Text to read:
>> START
Ok--found the bug in srun. At first I couldn't reproduce it but studied the code and found that the bug is triggered in _create_job_step() when reserved ports are being used. You have them set in your slurm.conf: >MpiParams=ports=13000-18000 I set those in my config, retested and that indeed triggered the bug--so no further information is needed from you. The fix looks very simple and has nothing to do with singularity (other than using it with the lone ":" triggered a het step in srun which in turn triggered the failing code path) but until then to minimize the exposure from this particular use case (of course they are others), you may want to: * Make sure TaskProlog is setting LOCAL_SCRATCH to a value (assuming that's where you are setting it and this is the reason why LOCAL_SCRATCH didn't have a value in the example output you sent). * Have the user call singularity without the : when using -B to be safe. The singularity docs say about the -B option spec: >spec has the format src[:dest[:opts]], where src and dest are outside and inside paths. If dest is not given, it is set equal to src. So call like this: >singularity exec -B $LOCAL_SCRATCH ... I will supply more info once the fix is formalized.
Hello again. A fix for this has been committed. See: https://github.com/SchedMD/slurm/commit/27cb6f3c59
Thanks for the really fast fix! -Tommi
>> END
Stored data:
>> START
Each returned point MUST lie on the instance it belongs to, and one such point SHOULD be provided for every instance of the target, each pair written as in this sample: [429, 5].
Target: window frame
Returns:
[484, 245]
>> END
Set problem:
Copy out the full forum thread above about the srun bug triggered by reserved ports, word for word.

Answer to this exercise:
Ok--found the bug in srun. At first I couldn't reproduce it but studied the code and found that the bug is triggered in _create_job_step() when reserved ports are being used. You have them set in your slurm.conf: >MpiParams=ports=13000-18000 I set those in my config, retested and that indeed triggered the bug--so no further information is needed from you. The fix looks very simple and has nothing to do with singularity (other than using it with the lone ":" triggered a het step in srun which in turn triggered the failing code path) but until then to minimize the exposure from this particular use case (of course they are others), you may want to: * Make sure TaskProlog is setting LOCAL_SCRATCH to a value (assuming that's where you are setting it and this is the reason why LOCAL_SCRATCH didn't have a value in the example output you sent). * Have the user call singularity without the : when using -B to be safe. The singularity docs say about the -B option spec: >spec has the format src[:dest[:opts]], where src and dest are outside and inside paths. If dest is not given, it is set equal to src. So call like this: >singularity exec -B $LOCAL_SCRATCH ... I will supply more info once the fix is formalized.
Hello again. A fix for this has been committed. See: https://github.com/SchedMD/slurm/commit/27cb6f3c59
Thanks for the really fast fix! -Tommi